▸ **TEXT PASSAGE**:
━━━━━━━━━━━━━━━━

Trauma Survivors Offer Gratitude to First Responders
When you’ve been working a 9- or 12-hour shift – or maybe more – your day or night is a blur of calls ranging from the simple to the traumatic, the successful to the sad. EMS technicians and other first responders must be able to focus on each emergency at hand, address immediate needs, and effectively hand off a patient at the hospital in the most efficient means possible.
And while you aware that each call has a human story with a resolution, oftentimes you never know the final outcome for a particular patient. You wish them well, you hope you’ve done your best, but you return to the bus to clean up and await the next call for transport.
One nation-wide organization, however, is working to connect trauma survivors with first responders to offer real-world examples of what life is like after the hospital handoff. These stories of post-trauma life illustrate how important first responders’ roles are in helping patients, not just physically but emotionally as well.
The Trauma Survivors Network (TSN), a division of the American Trauma Society, was established in 2008 to help trauma centers provide the support and services patients and their families need during their recovery from serious injury. The organization offers a wide range of services, such as support groups, care networks, advocacy activities, and training for health care providers involved in caring for trauma patients.
For example, TSN participates in continuing education classes, bringing volunteers from local branches of the TSN – there are more than 75 centers nationwide – to present real-world stories on how they faired after their transport to the hospital. These stories often include perspective on how those rendering initial treatment impacted their overall well-being. Examples of how small actions – like holding a person’s hand, making eye contact, or words of comfort – are often what made the largest emotional impact, and can help remind first responders of the key role they play, on a human level, in the most stressful situations.
Additionally, most of the testimonials include an element of wanting to thank the medical community, especially first responders, for a job that most civilians can’t or wouldn’t want to do. Survivors realize how important these providers are in their survival and appreciate the chance to get to thank them on behalf of those that treated them at the scene of their own trauma.
Hilary Gates (MAEd, NRP), paramedic and program director for EMS World Expo, recently attended one such training and shared her experience in an article on EMSWorld. “Mostly I was grateful to be reminded that compassion endures and that these patients are not just ‘traumas,’ but human beings,” she explained. “Try to remember this when you’re dispatched on your next call. It is as appreciated and perhaps even longer lasting than the work you do getting your patients treated properly and on the way toward recovery.”

━━━━━━━━━━━━━━━━

▸ **DATA EXCERPT**:
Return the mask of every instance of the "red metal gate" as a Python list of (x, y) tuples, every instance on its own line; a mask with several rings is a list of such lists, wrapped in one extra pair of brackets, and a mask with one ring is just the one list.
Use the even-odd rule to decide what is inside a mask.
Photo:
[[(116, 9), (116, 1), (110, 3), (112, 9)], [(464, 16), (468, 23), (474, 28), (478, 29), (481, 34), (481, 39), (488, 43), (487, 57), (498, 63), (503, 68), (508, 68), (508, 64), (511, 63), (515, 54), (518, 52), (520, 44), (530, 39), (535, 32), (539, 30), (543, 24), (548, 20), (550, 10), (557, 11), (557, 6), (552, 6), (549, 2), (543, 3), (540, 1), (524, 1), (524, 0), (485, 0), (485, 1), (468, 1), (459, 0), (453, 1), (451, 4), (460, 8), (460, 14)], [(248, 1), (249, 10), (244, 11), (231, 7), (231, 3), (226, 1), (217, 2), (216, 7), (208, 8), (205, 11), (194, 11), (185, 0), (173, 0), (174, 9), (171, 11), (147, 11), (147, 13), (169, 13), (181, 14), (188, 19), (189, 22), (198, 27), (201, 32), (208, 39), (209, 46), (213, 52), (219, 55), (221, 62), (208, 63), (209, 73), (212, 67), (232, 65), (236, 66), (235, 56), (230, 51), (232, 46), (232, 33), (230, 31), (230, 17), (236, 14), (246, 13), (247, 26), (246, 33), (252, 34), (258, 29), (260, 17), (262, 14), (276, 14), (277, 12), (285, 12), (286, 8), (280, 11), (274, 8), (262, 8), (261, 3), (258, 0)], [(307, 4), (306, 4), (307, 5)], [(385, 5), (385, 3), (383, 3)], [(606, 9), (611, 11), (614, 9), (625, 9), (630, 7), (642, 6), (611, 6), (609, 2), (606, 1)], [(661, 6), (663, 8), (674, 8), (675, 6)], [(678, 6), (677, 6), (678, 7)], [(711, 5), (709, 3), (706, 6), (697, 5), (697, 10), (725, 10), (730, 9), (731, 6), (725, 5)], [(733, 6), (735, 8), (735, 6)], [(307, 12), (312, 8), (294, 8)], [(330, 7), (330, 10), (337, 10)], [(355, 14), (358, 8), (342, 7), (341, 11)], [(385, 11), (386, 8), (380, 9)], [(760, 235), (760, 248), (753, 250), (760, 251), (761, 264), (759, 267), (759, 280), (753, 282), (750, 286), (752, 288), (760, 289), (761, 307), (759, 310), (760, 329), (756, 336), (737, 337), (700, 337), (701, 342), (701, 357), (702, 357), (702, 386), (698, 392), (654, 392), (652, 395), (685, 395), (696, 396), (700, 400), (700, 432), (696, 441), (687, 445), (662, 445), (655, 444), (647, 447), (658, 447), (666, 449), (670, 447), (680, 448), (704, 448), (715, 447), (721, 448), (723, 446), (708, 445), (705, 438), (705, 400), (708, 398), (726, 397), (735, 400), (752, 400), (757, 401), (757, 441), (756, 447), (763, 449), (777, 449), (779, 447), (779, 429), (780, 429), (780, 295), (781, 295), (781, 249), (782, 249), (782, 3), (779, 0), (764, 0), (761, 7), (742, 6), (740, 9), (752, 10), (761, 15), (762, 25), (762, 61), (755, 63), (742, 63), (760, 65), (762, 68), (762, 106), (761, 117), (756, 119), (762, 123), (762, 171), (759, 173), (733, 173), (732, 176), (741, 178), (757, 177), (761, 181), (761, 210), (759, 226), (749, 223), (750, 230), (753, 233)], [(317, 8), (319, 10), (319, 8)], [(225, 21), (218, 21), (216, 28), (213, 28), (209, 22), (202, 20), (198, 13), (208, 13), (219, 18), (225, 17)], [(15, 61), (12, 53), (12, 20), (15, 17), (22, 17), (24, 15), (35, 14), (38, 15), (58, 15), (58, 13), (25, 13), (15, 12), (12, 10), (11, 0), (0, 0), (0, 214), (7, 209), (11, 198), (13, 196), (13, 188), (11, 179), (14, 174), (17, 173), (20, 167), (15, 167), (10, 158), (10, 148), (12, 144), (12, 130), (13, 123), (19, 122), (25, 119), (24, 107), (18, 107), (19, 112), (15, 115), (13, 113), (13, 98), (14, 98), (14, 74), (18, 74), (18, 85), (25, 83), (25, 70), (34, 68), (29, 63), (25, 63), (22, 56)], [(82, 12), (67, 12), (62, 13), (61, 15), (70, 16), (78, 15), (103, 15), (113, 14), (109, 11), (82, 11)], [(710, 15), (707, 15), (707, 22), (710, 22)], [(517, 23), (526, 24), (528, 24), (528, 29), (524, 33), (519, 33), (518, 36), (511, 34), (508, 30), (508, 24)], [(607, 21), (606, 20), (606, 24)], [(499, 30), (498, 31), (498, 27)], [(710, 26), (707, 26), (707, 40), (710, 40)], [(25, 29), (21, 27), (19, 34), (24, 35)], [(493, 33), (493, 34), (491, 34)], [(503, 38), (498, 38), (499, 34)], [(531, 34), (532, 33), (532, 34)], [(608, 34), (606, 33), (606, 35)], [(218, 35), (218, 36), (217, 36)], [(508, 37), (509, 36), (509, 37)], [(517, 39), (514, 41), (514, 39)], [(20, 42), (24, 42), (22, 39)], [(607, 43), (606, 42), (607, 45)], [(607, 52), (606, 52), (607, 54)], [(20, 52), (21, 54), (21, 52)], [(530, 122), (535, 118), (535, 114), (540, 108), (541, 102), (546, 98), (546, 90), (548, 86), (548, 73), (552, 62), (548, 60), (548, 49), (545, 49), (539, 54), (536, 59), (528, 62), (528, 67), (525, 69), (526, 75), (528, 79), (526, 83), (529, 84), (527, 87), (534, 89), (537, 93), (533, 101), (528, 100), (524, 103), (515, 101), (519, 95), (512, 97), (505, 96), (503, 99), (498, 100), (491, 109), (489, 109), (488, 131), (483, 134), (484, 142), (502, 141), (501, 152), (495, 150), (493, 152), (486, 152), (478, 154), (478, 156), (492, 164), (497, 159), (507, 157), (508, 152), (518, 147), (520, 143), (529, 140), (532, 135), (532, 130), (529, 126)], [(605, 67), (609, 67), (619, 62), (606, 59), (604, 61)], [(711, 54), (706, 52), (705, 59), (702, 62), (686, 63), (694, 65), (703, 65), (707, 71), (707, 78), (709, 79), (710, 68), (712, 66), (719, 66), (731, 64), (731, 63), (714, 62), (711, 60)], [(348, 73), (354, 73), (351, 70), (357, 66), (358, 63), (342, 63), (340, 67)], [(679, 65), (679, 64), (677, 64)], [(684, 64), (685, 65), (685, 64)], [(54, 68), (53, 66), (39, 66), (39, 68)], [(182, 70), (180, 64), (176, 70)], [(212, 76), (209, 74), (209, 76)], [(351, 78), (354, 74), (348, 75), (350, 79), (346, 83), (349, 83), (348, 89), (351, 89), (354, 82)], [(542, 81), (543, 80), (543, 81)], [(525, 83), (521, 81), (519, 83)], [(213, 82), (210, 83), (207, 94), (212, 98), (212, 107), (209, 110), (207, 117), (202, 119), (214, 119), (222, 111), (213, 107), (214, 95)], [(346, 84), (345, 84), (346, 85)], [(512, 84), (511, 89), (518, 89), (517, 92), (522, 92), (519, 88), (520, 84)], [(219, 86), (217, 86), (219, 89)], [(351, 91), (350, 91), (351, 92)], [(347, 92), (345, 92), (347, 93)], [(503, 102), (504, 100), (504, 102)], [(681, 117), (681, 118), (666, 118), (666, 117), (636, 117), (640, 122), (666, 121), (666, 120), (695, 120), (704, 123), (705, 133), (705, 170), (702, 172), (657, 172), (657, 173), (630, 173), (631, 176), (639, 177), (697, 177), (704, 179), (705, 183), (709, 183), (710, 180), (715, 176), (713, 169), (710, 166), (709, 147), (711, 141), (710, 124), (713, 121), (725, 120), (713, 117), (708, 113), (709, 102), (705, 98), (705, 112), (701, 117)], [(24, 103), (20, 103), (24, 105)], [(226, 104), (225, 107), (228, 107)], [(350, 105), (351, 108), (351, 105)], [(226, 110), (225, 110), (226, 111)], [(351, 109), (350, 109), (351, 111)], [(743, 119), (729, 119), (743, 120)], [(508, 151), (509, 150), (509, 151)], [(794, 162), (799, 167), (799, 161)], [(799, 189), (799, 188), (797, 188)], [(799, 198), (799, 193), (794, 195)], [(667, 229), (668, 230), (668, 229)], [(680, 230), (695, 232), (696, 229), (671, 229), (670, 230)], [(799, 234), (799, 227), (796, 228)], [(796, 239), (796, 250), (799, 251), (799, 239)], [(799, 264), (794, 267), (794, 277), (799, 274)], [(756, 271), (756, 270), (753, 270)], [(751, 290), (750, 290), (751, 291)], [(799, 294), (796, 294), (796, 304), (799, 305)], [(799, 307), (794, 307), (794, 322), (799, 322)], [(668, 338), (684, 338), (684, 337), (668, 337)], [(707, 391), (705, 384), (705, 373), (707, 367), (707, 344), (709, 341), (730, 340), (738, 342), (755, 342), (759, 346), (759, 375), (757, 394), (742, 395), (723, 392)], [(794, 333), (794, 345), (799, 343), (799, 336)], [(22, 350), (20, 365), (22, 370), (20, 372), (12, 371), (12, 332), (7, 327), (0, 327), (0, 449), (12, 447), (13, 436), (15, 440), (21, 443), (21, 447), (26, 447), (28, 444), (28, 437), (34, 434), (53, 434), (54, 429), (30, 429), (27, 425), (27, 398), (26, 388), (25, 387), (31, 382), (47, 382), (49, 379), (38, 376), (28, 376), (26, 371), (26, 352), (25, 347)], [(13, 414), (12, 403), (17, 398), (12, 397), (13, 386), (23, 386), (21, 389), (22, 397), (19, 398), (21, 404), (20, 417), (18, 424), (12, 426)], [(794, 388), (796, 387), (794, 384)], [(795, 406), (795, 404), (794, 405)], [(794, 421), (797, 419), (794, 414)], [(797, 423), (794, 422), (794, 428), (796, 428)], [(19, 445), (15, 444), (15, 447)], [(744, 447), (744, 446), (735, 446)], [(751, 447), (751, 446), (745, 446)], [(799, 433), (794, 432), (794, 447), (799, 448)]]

━━━━━━━━━━━━━━━━

▸ **PROBLEM TO SOLVE**: Copy the passage from the article on trauma survivors and first responders, starting at "Trauma Survivors Offer" and ending at "efficient means possible.". The material that comes after the article is separate from it.

▸ **SOLUTION BELOW**:
Trauma Survivors Offer Gratitude to First Responders
When you’ve been working a 9- or 12-hour shift – or maybe more – your day or night is a blur of calls ranging from the simple to the traumatic, the successful to the sad. EMS technicians and other first responders must be able to focus on each emergency at hand, address immediate needs, and effectively hand off a patient at the hospital in the most efficient means possible.